* **Your task**: In the data below, restate exactly the lines from the one with "form (565, 288)." to the final line, both included, but not the pictures.

- - -

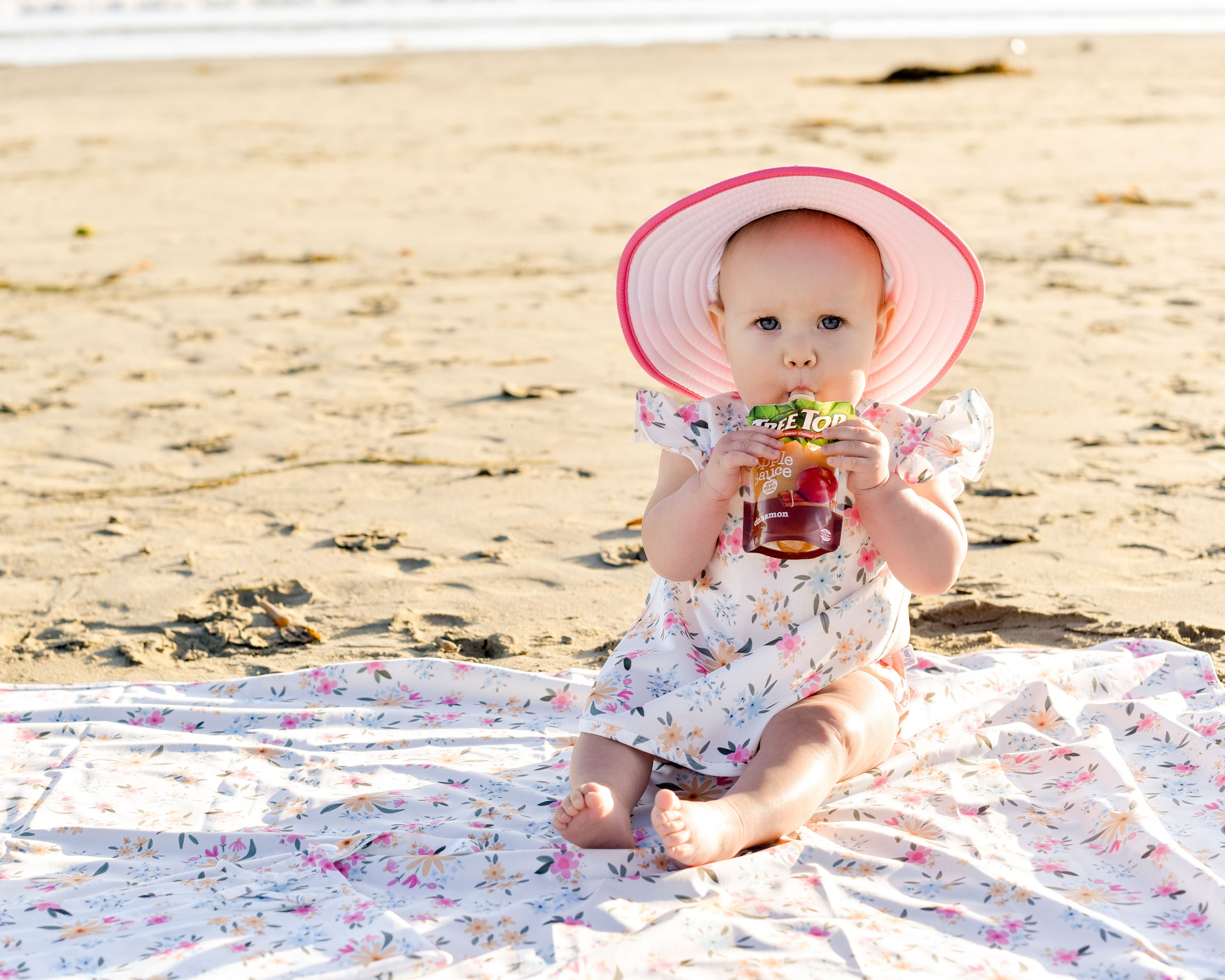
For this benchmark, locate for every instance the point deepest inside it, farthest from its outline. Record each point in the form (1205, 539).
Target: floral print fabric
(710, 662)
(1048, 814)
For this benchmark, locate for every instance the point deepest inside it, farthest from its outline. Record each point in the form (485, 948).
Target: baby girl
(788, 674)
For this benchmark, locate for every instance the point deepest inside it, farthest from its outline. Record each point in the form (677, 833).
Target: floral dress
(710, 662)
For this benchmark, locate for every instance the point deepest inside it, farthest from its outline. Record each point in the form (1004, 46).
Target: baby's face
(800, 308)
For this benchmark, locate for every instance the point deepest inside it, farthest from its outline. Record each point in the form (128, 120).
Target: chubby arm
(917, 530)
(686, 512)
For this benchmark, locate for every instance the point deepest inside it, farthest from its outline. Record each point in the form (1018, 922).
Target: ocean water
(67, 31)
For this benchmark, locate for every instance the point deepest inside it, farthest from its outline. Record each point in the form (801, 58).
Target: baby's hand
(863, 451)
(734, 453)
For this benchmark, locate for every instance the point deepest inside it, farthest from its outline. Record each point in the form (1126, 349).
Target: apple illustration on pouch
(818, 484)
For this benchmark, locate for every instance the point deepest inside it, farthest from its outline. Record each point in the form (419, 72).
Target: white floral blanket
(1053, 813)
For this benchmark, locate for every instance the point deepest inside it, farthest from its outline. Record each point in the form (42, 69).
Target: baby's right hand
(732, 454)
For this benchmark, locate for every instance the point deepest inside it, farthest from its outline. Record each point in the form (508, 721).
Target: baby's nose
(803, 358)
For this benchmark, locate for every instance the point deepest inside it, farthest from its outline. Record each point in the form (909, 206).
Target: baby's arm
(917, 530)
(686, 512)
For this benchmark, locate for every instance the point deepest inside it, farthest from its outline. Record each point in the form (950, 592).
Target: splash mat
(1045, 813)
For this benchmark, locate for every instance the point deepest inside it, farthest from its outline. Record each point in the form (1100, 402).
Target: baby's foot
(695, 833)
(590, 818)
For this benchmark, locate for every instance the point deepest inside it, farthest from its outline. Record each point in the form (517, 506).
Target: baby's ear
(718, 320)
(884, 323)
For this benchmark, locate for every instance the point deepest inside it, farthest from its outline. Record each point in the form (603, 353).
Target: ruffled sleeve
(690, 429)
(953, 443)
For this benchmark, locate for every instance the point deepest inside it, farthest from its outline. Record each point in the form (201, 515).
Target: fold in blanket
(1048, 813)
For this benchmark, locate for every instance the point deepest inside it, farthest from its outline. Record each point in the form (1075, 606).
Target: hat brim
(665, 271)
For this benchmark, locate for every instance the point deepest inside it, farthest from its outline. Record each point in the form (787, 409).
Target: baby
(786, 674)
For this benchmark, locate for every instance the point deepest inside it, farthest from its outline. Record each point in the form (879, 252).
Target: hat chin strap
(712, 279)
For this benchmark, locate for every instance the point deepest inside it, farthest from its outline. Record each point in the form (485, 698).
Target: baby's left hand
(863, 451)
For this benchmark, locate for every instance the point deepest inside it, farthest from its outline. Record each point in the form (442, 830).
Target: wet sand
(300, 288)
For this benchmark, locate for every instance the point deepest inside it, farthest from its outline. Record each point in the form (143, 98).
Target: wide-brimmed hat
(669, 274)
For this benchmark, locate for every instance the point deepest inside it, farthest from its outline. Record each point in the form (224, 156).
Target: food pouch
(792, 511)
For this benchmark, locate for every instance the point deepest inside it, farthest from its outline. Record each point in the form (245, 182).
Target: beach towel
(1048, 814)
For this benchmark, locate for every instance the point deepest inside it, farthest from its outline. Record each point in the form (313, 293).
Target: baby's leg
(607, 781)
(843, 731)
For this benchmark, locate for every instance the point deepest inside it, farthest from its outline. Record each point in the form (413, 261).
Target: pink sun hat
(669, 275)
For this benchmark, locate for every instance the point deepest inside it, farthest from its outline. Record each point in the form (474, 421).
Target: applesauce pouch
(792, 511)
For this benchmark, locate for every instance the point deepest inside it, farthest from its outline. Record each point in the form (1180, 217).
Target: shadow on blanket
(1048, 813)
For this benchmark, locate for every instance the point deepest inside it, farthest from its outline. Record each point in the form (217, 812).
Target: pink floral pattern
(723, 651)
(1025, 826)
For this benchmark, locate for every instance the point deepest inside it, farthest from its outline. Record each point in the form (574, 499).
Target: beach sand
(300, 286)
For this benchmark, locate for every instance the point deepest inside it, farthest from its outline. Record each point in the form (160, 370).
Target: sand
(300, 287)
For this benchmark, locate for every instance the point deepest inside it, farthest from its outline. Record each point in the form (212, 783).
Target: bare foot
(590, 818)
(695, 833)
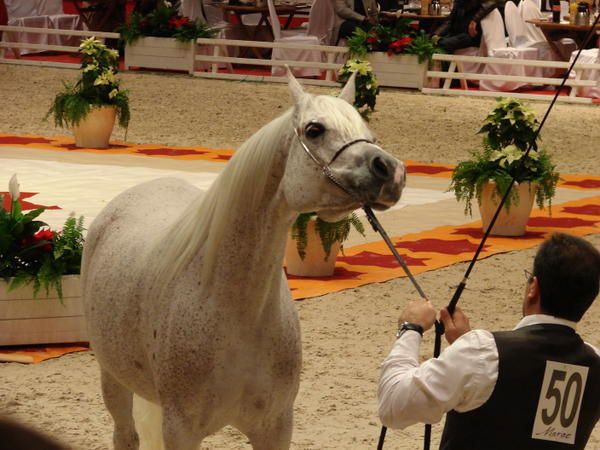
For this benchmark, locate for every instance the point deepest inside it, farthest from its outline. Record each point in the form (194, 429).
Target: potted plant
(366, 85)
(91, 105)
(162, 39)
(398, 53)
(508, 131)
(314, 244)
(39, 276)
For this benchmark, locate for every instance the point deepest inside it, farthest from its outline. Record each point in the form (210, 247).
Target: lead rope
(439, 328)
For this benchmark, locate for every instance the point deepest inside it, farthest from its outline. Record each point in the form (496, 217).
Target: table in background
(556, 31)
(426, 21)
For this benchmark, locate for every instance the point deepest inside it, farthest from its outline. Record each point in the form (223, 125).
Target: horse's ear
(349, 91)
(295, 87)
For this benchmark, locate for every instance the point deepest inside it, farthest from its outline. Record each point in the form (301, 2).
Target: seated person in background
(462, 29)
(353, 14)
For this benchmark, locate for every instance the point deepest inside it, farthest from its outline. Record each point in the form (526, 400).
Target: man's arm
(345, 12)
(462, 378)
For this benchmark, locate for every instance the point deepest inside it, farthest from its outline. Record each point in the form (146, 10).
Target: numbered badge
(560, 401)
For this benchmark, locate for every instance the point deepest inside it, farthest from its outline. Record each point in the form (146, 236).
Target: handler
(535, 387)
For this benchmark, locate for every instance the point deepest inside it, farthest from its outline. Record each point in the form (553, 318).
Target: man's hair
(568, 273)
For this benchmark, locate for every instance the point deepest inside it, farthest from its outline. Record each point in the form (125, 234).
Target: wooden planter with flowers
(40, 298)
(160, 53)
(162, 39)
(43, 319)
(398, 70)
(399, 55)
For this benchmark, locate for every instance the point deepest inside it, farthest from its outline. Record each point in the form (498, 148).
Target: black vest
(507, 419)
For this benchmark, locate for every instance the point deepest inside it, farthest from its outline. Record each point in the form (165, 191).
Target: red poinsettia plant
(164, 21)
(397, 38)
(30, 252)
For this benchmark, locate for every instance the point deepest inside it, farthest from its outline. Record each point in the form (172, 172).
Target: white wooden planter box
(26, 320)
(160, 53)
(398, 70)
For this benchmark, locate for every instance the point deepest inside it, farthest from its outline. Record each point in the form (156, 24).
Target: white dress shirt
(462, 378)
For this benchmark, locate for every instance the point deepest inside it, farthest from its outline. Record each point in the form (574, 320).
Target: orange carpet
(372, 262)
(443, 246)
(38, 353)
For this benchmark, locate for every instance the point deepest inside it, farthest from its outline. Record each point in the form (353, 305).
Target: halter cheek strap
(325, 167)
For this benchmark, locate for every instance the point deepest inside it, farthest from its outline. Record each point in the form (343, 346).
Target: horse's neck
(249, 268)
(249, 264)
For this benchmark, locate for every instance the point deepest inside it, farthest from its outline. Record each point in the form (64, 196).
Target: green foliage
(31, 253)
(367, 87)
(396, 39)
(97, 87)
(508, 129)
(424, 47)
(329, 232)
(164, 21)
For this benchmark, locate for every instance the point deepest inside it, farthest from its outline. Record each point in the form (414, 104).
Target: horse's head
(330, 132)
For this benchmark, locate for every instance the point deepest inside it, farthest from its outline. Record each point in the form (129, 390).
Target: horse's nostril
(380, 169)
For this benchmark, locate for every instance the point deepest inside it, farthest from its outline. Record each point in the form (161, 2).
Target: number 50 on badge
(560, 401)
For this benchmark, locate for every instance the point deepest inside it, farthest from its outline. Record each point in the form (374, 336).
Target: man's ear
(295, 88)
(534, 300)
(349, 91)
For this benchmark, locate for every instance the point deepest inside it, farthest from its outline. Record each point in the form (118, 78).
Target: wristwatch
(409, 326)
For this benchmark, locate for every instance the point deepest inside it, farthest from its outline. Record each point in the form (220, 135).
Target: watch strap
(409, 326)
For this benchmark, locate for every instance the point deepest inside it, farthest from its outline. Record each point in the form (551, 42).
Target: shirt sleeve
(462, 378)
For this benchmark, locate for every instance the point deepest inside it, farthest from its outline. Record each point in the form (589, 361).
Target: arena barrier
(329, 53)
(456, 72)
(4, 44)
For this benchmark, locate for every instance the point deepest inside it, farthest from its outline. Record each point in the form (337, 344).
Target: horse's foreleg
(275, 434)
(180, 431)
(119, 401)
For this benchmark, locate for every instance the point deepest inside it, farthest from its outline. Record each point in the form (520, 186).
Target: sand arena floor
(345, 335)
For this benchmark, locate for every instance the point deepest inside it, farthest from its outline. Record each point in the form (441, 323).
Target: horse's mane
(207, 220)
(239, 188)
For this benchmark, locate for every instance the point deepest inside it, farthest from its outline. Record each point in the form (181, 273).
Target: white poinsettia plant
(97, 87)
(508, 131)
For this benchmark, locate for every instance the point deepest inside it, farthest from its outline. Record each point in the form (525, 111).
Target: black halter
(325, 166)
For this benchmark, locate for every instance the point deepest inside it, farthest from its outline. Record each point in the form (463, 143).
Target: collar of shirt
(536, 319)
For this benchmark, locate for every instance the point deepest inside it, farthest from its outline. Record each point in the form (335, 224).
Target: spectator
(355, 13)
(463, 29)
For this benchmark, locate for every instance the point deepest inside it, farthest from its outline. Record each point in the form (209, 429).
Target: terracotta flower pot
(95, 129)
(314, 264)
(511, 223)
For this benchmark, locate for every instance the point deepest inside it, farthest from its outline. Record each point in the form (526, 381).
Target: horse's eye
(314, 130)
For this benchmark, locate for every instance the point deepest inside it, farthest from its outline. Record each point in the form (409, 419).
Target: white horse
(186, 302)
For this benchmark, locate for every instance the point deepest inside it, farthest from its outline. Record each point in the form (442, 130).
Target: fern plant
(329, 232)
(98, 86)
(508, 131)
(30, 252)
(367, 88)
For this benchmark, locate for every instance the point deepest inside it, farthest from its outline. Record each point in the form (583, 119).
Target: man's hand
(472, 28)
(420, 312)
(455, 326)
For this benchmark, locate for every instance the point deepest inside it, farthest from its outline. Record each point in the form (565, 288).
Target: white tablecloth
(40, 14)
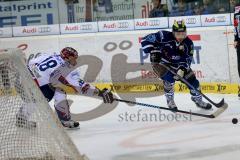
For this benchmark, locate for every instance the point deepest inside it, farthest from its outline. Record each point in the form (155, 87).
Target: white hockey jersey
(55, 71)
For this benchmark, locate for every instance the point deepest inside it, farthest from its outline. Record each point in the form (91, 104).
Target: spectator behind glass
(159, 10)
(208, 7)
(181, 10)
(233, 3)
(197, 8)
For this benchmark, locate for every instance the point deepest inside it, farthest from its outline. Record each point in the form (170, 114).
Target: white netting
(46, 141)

- - -

* **Correct answer**:
For this benchmark, locate for every instance the point deepest inside it, farthest from its outline. Record each point in the form (565, 288).
Target: white tablecloth
(40, 14)
For this benchmark, locate for every instance the point deepest inside it, farthest from its outline. Record each point in the form (155, 87).
Target: white hockey jersey
(55, 71)
For this benchmark, locate for every instance the point deepest inside it, farthest from its outline. Record each point in the form (91, 104).
Target: spectator behind glass
(159, 10)
(208, 7)
(181, 10)
(233, 3)
(197, 8)
For this benchmark, locate for every instance the point deepest inside it, farthest from its outline. Record each point in the form (170, 114).
Target: white netting
(46, 141)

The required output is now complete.